#### [Exercise requirements]
Retype the records below exactly as they stand, but with no images.

Natural language region descriptions

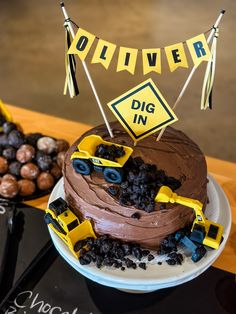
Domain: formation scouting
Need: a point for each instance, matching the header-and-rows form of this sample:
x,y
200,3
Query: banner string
x,y
139,49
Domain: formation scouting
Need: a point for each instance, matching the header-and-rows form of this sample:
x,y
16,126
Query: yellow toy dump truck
x,y
84,160
5,114
67,226
203,231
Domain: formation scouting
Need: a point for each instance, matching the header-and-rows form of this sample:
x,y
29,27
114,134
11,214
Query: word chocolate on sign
x,y
35,306
142,110
151,58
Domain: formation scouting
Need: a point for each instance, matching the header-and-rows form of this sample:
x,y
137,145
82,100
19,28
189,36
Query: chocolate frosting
x,y
176,154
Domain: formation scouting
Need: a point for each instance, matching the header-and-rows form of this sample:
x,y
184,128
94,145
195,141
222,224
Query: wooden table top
x,y
224,172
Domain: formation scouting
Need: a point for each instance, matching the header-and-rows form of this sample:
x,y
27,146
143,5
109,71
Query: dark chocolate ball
x,y
8,188
45,181
25,153
26,187
16,138
47,145
44,161
4,140
29,171
56,171
14,168
61,145
60,159
9,177
3,165
33,138
8,127
9,153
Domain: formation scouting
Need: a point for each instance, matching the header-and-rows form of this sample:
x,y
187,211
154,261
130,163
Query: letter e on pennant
x,y
151,60
176,56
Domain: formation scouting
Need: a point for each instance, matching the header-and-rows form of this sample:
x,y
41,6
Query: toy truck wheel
x,y
198,254
48,219
113,175
82,166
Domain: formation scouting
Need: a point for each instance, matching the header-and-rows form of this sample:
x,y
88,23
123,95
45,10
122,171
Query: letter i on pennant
x,y
82,43
198,49
104,53
127,59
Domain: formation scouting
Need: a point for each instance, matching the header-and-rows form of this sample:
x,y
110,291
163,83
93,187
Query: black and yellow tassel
x,y
70,65
206,100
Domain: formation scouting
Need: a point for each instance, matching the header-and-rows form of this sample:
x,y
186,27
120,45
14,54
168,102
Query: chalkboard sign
x,y
55,288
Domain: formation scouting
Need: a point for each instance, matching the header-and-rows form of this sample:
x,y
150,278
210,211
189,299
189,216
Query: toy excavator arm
x,y
166,195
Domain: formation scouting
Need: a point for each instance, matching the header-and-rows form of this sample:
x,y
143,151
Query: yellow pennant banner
x,y
82,43
127,59
176,56
142,110
151,58
198,49
104,53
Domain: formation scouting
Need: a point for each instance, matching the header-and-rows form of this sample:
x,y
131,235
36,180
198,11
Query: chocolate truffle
x,y
56,171
47,145
16,138
9,177
25,153
14,168
26,187
8,188
4,140
9,153
60,159
62,145
8,127
29,171
44,161
3,165
45,181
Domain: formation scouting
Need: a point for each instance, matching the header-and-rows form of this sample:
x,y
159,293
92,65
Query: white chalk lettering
x,y
46,308
11,310
33,304
55,308
38,305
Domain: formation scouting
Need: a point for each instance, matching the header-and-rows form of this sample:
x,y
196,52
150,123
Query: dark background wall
x,y
32,60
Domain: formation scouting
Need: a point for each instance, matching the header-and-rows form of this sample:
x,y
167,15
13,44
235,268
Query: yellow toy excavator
x,y
84,160
203,231
67,226
5,113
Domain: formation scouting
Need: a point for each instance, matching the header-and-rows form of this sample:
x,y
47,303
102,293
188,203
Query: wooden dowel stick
x,y
192,71
87,73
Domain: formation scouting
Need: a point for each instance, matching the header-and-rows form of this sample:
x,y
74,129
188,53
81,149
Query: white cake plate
x,y
155,276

#### [Response to this exercise]
Domain: formation scouting
Need: a point for each instance, matching the header-and-rows form of this sample:
x,y
200,3
Query: banner string
x,y
139,49
Domain: formation scouting
Need: a point for each instance, matching the header-and-rows form of this sample:
x,y
16,126
Query: yellow toy dump truck
x,y
84,160
5,114
67,226
203,231
Domain: formation scouting
Need: a point for each instance, matching the header-and-rows form of this sample:
x,y
29,27
114,134
11,214
Query: word chocolate on sign
x,y
35,306
142,110
151,58
Domain: formation scouting
Need: a point for each instance, matching the header-and-rows form of this sample:
x,y
137,145
82,100
19,28
189,36
Query: chocolate frosting
x,y
176,154
Domain: formation scouting
Need: a point for each instance, matching the header-and-rows form of this sample:
x,y
184,128
94,145
195,141
222,224
Query: wooden table top
x,y
224,172
Domain: formation scouting
Need: a point for each instance, matching the header-and-rows form of this sample:
x,y
27,146
143,5
109,71
Query: dark chocolate ball
x,y
8,188
45,181
25,153
26,187
16,138
47,145
44,161
4,140
29,171
56,171
14,168
61,145
60,159
9,177
3,165
33,138
8,127
9,153
Domain: formation scouting
Need: a point for each instance, matching the header-and-rows form of this sample:
x,y
187,211
154,261
130,163
Query: letter e on pennant
x,y
151,60
176,56
Domain: formation scouting
Need: a point for each instance, matching the header-and-rows form of this sample:
x,y
41,6
Query: toy truck wheel
x,y
198,254
48,219
113,175
82,166
Domain: formation scouting
Need: a point for each instance, matching the header-and-rows form of this sample:
x,y
88,23
123,95
45,10
122,171
Query: letter i on pennant
x,y
82,43
198,49
104,53
127,59
Domain: formation scouting
Need: a point for each instance, matching the header-and-rows form of this sample:
x,y
110,291
163,83
93,187
Query: black and yellow tassel
x,y
70,65
206,100
Domain: formation scouting
Need: a point for each instance, matching the header-and-rows form of this sample:
x,y
186,27
120,45
14,54
168,102
Query: chalkboard sign
x,y
55,288
Domain: formation scouting
Need: a point for each instance, matching the header-and-rows form of this sample:
x,y
150,278
210,211
189,299
189,216
Query: toy excavator arm
x,y
166,195
Domain: formation scouting
Need: a point for each instance, matching the header-and-rows form of this sample:
x,y
143,151
Query: yellow pennant banner
x,y
82,43
127,59
176,56
142,110
151,58
198,49
104,53
Domain: formation scouting
Need: a point for each instance, matching the header-and-rows form of this sample:
x,y
131,235
36,180
198,11
Query: chocolate truffle
x,y
56,171
47,145
16,138
9,177
25,153
14,168
26,187
8,188
4,140
9,153
60,159
62,145
8,127
29,171
44,161
3,165
45,181
Domain: formation scouting
Need: a point for each instance, matching the header-and-rows form of this sample:
x,y
159,293
92,65
Query: white chalk lettering
x,y
46,308
11,310
33,304
55,308
38,305
Domain: formation scouting
Need: a point for each instance, matching the header-and-rows form of this sample:
x,y
196,52
150,123
Query: dark background wall
x,y
32,60
Domain: formation scouting
Need: a point for each instance, matching the header-and-rows form of this sample:
x,y
167,15
13,44
235,268
Query: yellow toy excavator
x,y
84,160
203,231
67,226
5,113
Domain: formation scouting
Need: a point for each instance, matching the header-and-rows form of this sample:
x,y
47,303
102,293
188,203
Query: wooden dowel stick
x,y
192,71
87,73
Domain: formation scouting
Need: a point for each instance, matching the header-and-rows form of this sample:
x,y
74,129
188,53
81,149
Query: white cake plate
x,y
155,276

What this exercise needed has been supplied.